> _Exercise directions_: Set down exactly the lines of the listing below that begin at the one containing "One pin marks each instance of the pile" and end at the last line, both included.

> _Information supplied_:
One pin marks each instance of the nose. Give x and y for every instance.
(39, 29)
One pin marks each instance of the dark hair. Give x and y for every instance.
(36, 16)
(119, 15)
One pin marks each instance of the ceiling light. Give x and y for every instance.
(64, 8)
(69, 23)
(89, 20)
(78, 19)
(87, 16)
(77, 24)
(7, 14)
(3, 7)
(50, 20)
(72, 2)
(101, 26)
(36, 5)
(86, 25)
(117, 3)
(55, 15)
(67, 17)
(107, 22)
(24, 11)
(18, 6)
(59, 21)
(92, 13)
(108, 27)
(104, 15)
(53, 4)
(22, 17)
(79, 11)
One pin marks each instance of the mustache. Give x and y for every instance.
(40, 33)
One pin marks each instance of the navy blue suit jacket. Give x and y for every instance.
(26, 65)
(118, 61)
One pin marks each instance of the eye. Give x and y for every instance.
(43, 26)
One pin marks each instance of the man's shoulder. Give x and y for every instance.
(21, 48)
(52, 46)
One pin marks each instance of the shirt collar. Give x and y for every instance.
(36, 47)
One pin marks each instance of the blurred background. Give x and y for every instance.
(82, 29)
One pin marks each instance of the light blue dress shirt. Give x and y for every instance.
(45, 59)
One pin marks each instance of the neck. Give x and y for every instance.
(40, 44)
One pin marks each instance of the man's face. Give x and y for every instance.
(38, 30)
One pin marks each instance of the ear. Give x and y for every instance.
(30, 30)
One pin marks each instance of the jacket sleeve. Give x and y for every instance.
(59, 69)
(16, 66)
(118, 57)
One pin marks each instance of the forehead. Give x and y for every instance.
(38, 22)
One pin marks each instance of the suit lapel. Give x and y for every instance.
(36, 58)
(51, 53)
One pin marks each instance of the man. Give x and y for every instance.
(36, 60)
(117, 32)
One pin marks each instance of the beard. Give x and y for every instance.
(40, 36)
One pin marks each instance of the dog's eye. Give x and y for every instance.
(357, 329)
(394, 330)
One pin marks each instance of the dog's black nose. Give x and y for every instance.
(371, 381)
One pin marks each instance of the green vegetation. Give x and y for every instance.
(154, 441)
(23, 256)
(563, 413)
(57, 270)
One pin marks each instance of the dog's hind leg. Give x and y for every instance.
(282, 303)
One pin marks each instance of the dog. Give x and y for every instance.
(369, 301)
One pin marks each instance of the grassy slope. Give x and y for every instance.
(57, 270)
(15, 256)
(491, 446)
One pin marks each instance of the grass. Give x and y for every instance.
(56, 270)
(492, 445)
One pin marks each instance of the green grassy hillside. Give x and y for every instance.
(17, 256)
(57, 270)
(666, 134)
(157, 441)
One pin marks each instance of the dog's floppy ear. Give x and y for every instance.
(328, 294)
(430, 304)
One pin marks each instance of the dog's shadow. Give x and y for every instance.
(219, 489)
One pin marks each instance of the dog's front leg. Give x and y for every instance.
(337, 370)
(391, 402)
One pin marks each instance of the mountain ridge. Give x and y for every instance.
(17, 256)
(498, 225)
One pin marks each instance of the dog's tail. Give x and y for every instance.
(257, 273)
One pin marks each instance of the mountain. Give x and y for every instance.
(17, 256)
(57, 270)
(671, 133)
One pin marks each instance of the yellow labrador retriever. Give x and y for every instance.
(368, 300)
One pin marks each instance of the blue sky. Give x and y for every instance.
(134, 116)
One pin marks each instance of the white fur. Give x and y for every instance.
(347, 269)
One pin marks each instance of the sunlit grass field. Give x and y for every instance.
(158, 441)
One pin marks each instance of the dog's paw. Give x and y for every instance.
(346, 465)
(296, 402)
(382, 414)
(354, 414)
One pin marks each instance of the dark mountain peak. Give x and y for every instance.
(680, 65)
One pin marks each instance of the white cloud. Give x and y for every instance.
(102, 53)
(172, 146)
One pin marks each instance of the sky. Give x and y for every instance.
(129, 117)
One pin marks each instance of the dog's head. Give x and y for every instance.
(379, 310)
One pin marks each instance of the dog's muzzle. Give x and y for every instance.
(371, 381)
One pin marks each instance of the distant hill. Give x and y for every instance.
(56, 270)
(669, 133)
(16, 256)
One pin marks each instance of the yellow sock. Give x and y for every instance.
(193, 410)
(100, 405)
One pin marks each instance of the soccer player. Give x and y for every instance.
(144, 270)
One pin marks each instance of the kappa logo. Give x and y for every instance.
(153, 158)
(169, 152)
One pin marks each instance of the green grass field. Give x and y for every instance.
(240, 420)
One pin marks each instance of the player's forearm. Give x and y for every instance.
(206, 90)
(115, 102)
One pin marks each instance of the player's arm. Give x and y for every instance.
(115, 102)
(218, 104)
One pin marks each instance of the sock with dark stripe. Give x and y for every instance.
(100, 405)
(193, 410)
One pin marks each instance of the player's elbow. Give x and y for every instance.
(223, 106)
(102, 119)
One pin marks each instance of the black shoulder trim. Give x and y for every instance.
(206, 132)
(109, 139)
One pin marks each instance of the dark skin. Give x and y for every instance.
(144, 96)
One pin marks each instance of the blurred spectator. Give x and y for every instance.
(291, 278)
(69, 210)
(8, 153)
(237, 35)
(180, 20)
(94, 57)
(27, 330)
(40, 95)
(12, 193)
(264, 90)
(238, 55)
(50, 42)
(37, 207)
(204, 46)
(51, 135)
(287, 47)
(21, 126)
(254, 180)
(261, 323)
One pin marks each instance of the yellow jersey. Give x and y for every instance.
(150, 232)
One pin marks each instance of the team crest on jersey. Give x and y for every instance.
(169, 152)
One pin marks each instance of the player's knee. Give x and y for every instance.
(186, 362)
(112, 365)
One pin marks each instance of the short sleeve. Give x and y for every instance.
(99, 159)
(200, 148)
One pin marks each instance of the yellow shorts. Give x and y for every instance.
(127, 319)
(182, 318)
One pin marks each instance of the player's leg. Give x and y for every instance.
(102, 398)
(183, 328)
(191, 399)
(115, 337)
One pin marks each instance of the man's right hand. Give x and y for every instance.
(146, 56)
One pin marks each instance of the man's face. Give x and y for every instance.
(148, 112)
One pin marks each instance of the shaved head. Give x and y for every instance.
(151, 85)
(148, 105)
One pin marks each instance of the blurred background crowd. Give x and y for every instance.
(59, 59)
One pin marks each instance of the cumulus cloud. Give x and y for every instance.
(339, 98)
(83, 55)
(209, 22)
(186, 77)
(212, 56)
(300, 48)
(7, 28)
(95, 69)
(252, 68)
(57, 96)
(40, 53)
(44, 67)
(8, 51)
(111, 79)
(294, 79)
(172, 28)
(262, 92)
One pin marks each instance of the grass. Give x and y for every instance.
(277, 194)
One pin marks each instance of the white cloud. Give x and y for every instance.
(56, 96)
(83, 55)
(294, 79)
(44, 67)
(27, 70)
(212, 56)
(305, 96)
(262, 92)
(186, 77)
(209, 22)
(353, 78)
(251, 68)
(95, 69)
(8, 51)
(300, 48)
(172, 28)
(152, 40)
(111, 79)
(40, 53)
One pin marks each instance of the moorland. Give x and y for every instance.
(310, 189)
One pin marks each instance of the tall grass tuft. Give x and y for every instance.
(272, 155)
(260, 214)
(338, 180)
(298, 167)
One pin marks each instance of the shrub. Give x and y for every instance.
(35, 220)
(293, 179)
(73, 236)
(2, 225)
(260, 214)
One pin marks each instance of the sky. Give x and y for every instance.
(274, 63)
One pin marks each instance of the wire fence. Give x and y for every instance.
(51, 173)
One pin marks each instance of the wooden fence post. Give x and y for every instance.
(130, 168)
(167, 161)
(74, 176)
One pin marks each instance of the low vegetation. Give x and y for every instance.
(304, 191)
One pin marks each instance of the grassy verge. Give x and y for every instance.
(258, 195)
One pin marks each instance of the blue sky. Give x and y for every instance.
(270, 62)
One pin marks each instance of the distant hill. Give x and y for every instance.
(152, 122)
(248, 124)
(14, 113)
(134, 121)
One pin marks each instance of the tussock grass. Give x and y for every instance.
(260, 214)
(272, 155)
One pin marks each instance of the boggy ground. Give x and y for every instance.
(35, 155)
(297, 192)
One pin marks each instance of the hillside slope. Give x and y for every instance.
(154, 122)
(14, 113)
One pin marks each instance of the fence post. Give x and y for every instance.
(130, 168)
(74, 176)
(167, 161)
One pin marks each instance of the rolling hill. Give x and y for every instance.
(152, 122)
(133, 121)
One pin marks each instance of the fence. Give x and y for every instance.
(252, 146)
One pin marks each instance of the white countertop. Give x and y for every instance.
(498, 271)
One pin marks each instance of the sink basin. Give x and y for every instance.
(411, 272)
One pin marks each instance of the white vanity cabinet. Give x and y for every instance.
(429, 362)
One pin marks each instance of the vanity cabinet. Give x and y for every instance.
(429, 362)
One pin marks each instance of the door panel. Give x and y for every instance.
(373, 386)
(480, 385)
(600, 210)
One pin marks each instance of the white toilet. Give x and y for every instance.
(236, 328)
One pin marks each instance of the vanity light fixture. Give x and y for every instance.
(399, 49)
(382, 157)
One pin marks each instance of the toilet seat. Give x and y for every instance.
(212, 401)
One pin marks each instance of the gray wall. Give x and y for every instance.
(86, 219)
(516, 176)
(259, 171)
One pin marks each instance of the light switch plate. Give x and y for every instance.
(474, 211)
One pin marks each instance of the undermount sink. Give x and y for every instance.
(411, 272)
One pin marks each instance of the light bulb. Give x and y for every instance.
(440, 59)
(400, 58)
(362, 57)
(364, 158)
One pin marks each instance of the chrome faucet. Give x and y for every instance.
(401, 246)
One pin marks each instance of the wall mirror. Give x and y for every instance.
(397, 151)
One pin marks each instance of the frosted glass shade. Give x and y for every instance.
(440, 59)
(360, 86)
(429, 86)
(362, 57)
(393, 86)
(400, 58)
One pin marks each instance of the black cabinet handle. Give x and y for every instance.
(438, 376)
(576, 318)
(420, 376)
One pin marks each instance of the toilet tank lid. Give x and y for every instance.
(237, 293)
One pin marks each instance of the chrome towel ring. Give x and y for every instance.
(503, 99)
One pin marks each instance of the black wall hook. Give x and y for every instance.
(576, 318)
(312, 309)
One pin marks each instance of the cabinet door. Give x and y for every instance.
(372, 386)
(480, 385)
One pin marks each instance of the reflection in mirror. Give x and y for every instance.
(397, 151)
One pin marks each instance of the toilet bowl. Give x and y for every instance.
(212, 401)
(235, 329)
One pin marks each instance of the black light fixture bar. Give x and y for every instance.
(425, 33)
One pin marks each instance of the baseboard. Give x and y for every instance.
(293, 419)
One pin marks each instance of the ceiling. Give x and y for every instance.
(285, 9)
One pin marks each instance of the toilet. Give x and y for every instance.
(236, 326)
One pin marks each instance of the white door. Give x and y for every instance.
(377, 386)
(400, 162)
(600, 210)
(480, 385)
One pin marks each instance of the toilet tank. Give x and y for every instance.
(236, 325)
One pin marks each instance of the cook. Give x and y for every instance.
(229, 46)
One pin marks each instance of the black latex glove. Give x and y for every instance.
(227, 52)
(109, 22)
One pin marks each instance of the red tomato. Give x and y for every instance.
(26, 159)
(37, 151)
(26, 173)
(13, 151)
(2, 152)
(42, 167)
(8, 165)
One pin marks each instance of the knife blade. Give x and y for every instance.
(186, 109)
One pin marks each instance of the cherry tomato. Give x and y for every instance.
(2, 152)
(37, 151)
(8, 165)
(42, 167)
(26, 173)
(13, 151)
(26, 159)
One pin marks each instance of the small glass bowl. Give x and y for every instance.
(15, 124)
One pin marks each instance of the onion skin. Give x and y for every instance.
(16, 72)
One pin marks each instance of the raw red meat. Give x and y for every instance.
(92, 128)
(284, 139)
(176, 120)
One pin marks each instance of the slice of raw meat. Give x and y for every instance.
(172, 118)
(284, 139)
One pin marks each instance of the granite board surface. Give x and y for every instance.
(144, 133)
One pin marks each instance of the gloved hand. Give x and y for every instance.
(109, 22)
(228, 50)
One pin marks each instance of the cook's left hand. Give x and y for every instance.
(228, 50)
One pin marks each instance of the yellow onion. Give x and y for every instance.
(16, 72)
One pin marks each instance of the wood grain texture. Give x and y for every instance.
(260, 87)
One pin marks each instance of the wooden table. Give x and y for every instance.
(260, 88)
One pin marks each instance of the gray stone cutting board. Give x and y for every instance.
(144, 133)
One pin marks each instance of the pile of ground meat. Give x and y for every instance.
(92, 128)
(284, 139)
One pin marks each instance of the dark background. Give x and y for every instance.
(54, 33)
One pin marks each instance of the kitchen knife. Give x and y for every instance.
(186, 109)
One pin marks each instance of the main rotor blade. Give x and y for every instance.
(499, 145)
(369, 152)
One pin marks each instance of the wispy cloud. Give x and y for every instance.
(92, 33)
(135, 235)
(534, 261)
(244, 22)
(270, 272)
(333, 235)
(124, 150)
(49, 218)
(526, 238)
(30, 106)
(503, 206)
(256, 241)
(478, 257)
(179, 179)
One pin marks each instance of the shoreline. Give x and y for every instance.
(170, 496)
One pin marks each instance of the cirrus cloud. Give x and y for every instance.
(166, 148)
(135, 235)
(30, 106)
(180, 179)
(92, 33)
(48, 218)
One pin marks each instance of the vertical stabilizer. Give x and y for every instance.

> _The answer_:
One pin marks each instance of the pile of ground meat. Give x and y for every instance.
(92, 128)
(284, 139)
One pin marks each instance of the dark background. Give x and y for every instance.
(54, 33)
One pin marks each instance of the kitchen knife. Give x and y for every instance.
(186, 109)
One pin marks each instance of the main rotor blade. Give x and y for every instance.
(499, 145)
(369, 152)
One pin marks each instance of the wispy cloud. Give x and y for every instance.
(92, 33)
(135, 235)
(534, 261)
(244, 22)
(270, 272)
(333, 235)
(124, 150)
(49, 218)
(526, 238)
(30, 106)
(503, 206)
(256, 241)
(478, 257)
(179, 179)
One pin marks each instance of the shoreline. Give x and y for every instance.
(170, 496)
One pin marks each instance of the cirrus cloud. Give x and y for every instance.
(166, 148)
(135, 235)
(30, 106)
(180, 179)
(92, 33)
(48, 218)
One pin marks each instance of the vertical stabilizer. Give x and y for every instance.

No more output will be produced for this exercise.